(Natural-language object grounding data)
------------------------------------------------------------------------

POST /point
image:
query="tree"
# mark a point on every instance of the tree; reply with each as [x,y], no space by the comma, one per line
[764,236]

------------------------------------------------------------------------

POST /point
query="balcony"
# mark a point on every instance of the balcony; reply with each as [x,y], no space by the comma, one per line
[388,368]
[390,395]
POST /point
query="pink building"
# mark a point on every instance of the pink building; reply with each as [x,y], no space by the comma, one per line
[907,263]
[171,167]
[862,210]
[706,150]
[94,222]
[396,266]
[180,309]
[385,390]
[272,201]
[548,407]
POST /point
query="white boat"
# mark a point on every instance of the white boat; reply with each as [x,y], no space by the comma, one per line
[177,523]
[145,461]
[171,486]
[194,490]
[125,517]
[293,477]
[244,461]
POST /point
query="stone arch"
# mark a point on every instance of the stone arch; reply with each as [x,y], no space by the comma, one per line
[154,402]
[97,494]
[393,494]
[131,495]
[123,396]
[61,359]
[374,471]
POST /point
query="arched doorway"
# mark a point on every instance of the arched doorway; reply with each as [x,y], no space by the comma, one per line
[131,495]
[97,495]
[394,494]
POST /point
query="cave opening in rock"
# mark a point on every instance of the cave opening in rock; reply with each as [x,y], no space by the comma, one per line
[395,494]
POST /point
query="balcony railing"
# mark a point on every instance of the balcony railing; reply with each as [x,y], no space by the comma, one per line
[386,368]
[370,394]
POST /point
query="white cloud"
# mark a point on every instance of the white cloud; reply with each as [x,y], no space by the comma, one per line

------------------------------------------------------------------------

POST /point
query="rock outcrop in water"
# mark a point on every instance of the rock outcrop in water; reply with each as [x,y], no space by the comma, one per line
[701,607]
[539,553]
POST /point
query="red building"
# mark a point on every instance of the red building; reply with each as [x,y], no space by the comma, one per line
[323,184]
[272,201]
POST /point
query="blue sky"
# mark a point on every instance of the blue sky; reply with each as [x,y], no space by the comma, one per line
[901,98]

------------------------------------------------------------------------

PROBLEM REQUIREMENTS: Working from the entries above, return all lines that contain "cloud".

RESPONSE FOR THIS EXERCISE:
query="white cloud"
# mark a point on every instance of the white cloud; reply with each as [x,y], no space by the comma, one per line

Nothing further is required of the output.